* _Énoncé du problème a_: D'après l'extrait, à quelle heure l'arrosage automatique a-t-il été programmé ?

Ouf! Un château gonflable! Ah mais oui, il y a une sorte de marché aujourd’hui, avec des stands… super, un château, ça va faire passer l’heure. Quelques minutes passent, et je vais payer, les conséquences d’une décision de non-parents… un idiot a programmé l’arrosage automatique à 11 heures, un samedi matin… Dernier évidemment, veut y aller, ouf, je bénis les grilles, il ne trouve pas l'entrée, mais il n’abandonne pas, non! Il s'enfuit dans la foule qui se densifie à cette heure et fait le tour. J’abandonne donc Milieu au château et regarde, impuissante, Dernier se tremper comme s’il avait sauté dans une piscine, en se plaçant juste devant chacun des asperseurs. Heureusement que les Chiliens sont gentils avec les enfants. Les dames qui tiennent le château rient et me disent “ah les enfants” avec des airs complices, pendant que je retiens mes plus gros soupirs de lassitude. Les affaires de rechange sont dans la voiture, je prends le sac de la librairie, un mécontent sec de partir du château, et un mécontent trempé, descends jusqu’au bout du parking où le mauvais karma m’a suggéré de garer la voiture, déshabille Dernier, me fâche très fort parce qu’il s’est non seulement planqué entre les sièges pour que je ne puisse l’attraper, mais a commencé à déchirer le papier cadeau du livre tout frais acheté. Face à mon visage rouge de colère, Dernier arrête les bêtises, se laisse habiller puis les deux marmots terribles, un peu penauds de m’en faire voir de toutes les couloirs, me suivent résignés jusqu’à l'école de musique.
Ça finit là, ma matinée galère, non?
Mais bien sûr que non!
Parce qu’avant l’école, il y a un magasin d’ameublement, où des responsables marketing ont trouvé qu’il serait une excellente idée de mettre en vitrine de splendides meubles mini-cuisine pour enfants! Milieu et Dernier s’engouffrent dans le magasin avant que j’aie le temps de voir rouge. Ils se mettent dans le coin des jouets, où horreur, il y a des crayons de couleurs et où, horreur, on me fait signe que tranquille, les enfants sont bienvenus, ils peuvent dessiner sur les livres de coloriage. Heureusement (ou malheureusement) que les Chiliens sont gentils avec les enfants… Et, Monsieur, ils peuvent aussi dessiner sur les meubles? Et sur les canapés à 3000 euros? Non parce que là, je vois rouge, vert, bleu, jeune, les crayons de couleurs dans des petites mains maladroites…
Ouf, j’arrive à sortir, on est presque au magasin de musique… c’est bientôt fini cette galère…
Avant il y a, bien sûr, encore un cercle des Enfers, un Décathlon, vers lequel mes gamins courent pendant que je range vite fait mal fait les crayons du magasin d’avant. Mes gosses sortent des balles, commencent des parties de basket-foot-volley avec les pieds, les mains, la tête mais certainement pas avec les oreilles qui écouteraient ce qu’a dit Maman. Je croise, au milieu du Décathlon et de mon désarroi, une collègue de l’école:
- Ça va?

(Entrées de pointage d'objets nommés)
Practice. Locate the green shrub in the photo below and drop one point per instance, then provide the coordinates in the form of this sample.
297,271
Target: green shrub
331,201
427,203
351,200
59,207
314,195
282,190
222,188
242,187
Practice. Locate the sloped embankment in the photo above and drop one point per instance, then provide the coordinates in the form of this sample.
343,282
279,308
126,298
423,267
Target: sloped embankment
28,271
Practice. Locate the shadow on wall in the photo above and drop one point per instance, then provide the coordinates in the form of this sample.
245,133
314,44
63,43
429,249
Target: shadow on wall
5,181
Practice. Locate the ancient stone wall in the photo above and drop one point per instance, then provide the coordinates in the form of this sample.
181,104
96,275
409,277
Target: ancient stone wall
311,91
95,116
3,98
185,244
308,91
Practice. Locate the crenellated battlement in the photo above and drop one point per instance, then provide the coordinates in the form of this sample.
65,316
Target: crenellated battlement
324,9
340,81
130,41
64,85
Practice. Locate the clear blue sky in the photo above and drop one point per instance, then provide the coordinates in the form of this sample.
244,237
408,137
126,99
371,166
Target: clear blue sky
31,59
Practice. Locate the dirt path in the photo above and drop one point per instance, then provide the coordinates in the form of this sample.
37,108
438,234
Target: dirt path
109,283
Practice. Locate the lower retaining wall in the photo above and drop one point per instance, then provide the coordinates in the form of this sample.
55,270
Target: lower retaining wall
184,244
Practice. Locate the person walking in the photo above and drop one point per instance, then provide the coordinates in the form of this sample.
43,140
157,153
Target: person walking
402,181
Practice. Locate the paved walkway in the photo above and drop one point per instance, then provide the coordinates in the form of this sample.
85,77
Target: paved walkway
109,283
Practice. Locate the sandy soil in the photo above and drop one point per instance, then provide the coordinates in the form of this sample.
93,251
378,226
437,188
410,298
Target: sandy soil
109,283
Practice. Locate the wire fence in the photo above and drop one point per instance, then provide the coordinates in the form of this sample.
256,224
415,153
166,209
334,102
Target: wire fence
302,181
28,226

* _Énoncé du problème b_: Veuillez mettre dans un tableau Markdown les lignes des entrées, de la ligne contenant « Practice. Locate the paved » jusqu'à la dernière ligne des entrées, toutes deux comprises, sans les lignes vides. Utilisez les colonnes « N° » et « Ligne d'entrée ».

* _Réponse complète a_: À 11 heures, un samedi matin.

* _Réponse complète b_:
| N° | Ligne d'entrée |
|---|---|
| 1 | Practice. Locate the paved walkway in the photo above and drop one point per instance, then provide the coordinates in the form of this sample. |
| 2 | 85,77 |
| 3 | Target: paved walkway |
| 4 | 109,283 |
| 5 | Practice. Locate the sandy soil in the photo above and drop one point per instance, then provide the coordinates in the form of this sample. |
| 6 | 93,251 |
| 7 | 378,226 |
| 8 | 437,188 |
| 9 | 410,298 |
| 10 | Target: sandy soil |
| 11 | 109,283 |
| 12 | Practice. Locate the wire fence in the photo above and drop one point per instance, then provide the coordinates in the form of this sample. |
| 13 | 256,224 |
| 14 | 415,153 |
| 15 | 166,209 |
| 16 | 334,102 |
| 17 | Target: wire fence |
| 18 | 302,181 |
| 19 | 28,226 |